*** Opening PASSAGE FOR REVIEW ***
Tracey Quarmby


'Discovering new sounds'

The whooshing of her trousers as she walked, the jangling of bangles and keyboard keys clicking were completely unknown sounds to Tracey Quarmby before she received her Cochlear™ Baha® bone conduction system in 2016.

Tracey has had hearing issues since she was six years old. Growing up in rural NSW, she suffered chronic ear infections and attended numerous audiology and ear, nose and throat specialty appointments before being diagnosed with a cholesteatoma.

A cholesteatoma is an abnormal, non-cancerous skin growth that can develop in the middle section of the ear, behind the eardrum. Most commonly caused by repeated middle ear infections, in Tracey’s case, the cholesteatoma required a mastoidectomy - a surgical procedure to remove the diseased cells.
*** Closing PASSAGE FOR REVIEW ***
### PROBLEM TO SOLVE
Write out the whole text about Tracey Quarmby's hearing word for word. The records have no connection to the text.
*** Opening ENTRIES SUPPLIED ***
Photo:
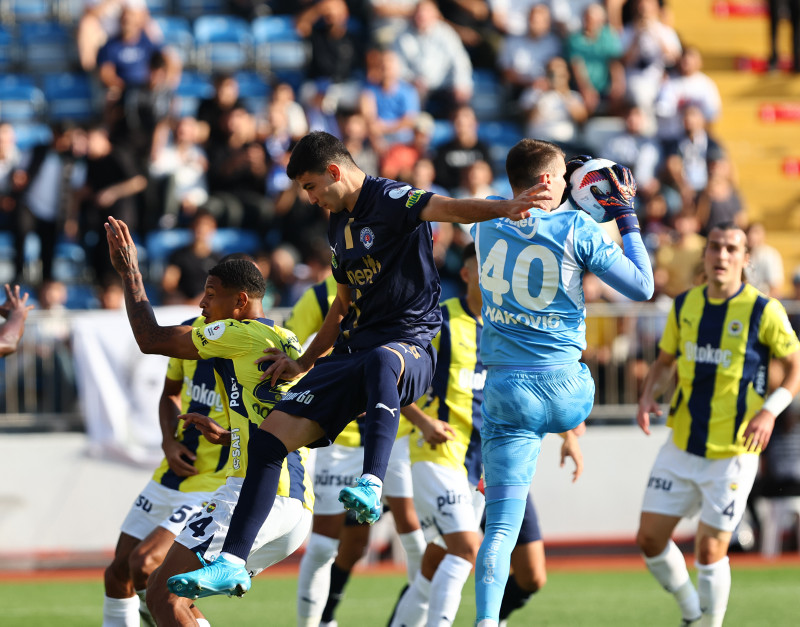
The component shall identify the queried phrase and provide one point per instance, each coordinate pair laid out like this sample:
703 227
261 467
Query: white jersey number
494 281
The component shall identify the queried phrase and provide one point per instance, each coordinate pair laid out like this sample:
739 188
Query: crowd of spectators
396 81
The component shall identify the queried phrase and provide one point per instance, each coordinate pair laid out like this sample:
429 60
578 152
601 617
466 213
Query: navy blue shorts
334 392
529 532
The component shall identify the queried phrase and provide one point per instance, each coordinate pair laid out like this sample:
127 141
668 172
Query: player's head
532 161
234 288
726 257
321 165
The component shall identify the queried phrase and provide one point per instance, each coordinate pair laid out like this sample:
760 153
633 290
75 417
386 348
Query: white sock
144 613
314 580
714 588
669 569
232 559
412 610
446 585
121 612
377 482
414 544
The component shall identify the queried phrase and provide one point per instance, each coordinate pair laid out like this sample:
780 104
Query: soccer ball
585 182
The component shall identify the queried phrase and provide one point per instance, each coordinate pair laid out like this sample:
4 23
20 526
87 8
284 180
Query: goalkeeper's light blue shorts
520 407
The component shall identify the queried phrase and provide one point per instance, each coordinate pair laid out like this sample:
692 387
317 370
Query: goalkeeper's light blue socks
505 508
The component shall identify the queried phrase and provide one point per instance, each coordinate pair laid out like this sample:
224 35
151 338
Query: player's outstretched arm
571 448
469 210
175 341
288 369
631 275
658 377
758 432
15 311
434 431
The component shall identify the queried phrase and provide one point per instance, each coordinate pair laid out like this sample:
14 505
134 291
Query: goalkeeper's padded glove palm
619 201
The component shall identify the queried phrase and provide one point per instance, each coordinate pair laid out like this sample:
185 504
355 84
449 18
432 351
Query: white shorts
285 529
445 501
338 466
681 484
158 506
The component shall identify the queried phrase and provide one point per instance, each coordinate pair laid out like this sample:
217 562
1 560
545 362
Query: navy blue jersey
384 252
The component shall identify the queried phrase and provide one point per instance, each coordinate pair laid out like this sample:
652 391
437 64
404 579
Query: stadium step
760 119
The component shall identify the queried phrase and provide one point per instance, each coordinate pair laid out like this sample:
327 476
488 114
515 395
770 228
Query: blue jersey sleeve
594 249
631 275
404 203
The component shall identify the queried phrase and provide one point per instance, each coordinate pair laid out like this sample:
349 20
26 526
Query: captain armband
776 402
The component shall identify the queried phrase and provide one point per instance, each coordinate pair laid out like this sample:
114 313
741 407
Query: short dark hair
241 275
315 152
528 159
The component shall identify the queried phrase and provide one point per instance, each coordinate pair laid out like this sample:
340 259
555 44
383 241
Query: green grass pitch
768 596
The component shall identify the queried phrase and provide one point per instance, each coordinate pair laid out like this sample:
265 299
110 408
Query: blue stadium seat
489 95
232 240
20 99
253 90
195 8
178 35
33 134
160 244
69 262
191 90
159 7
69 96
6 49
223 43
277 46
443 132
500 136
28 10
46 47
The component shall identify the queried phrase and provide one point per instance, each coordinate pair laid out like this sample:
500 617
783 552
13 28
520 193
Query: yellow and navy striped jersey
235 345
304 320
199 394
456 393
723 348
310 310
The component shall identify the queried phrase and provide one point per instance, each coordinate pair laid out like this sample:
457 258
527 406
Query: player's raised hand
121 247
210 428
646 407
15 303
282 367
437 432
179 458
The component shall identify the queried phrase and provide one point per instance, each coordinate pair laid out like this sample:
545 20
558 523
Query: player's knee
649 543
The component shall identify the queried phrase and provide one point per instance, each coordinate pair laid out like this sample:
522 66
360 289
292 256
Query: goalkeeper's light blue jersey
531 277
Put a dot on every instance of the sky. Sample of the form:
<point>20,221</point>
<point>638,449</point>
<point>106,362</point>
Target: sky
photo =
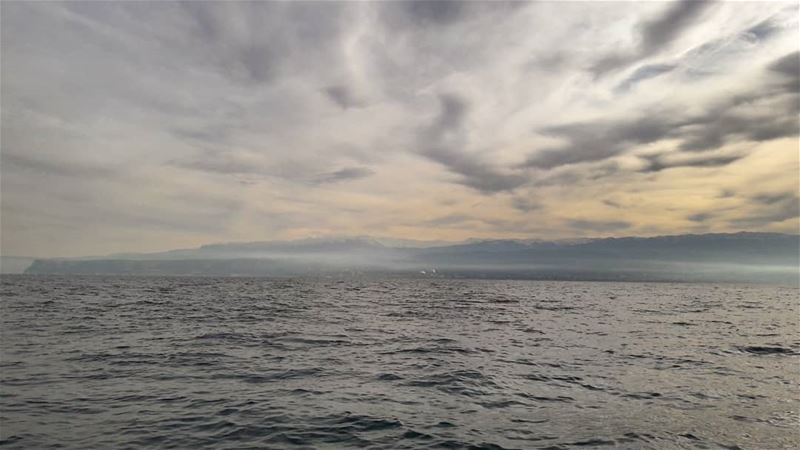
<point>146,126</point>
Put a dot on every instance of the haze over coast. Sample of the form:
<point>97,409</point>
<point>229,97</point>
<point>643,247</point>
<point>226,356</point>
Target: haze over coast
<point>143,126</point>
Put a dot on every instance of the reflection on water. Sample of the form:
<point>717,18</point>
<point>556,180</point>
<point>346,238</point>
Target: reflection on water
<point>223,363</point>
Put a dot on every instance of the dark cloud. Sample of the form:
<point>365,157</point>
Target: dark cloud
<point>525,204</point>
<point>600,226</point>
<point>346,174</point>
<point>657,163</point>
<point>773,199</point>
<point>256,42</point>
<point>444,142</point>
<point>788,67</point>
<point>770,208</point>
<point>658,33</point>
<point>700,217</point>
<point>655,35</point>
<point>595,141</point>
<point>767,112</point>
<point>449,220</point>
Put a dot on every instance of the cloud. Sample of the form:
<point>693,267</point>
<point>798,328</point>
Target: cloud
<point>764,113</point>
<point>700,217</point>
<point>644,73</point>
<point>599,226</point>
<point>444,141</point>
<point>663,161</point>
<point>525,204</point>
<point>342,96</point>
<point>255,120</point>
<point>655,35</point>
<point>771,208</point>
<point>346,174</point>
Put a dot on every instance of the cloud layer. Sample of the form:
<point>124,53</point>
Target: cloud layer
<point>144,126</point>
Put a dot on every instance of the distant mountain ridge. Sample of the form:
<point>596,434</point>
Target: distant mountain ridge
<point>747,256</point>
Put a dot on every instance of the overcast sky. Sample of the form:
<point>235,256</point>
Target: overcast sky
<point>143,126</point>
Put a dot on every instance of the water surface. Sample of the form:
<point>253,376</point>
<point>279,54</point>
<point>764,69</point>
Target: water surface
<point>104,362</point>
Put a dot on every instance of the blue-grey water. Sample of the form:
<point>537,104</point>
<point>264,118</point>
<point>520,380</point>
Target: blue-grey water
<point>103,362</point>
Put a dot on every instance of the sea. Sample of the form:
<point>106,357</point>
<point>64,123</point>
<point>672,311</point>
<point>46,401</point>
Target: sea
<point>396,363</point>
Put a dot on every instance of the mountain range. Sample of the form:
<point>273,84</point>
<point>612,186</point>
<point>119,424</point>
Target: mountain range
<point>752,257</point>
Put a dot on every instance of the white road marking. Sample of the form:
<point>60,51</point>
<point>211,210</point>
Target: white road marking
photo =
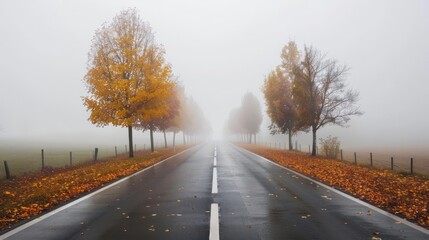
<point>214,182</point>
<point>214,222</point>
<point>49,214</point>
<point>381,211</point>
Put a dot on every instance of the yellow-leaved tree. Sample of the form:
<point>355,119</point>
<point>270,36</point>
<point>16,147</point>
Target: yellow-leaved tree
*** Closing ENTRIES SUPPLIED ***
### ANSWER TO THIS EXERCISE
Tracey Quarmby


'Discovering new sounds'

The whooshing of her trousers as she walked, the jangling of bangles and keyboard keys clicking were completely unknown sounds to Tracey Quarmby before she received her Cochlear™ Baha® bone conduction system in 2016.

Tracey has had hearing issues since she was six years old. Growing up in rural NSW, she suffered chronic ear infections and attended numerous audiology and ear, nose and throat specialty appointments before being diagnosed with a cholesteatoma.

A cholesteatoma is an abnormal, non-cancerous skin growth that can develop in the middle section of the ear, behind the eardrum. Most commonly caused by repeated middle ear infections, in Tracey’s case, the cholesteatoma required a mastoidectomy - a surgical procedure to remove the diseased cells.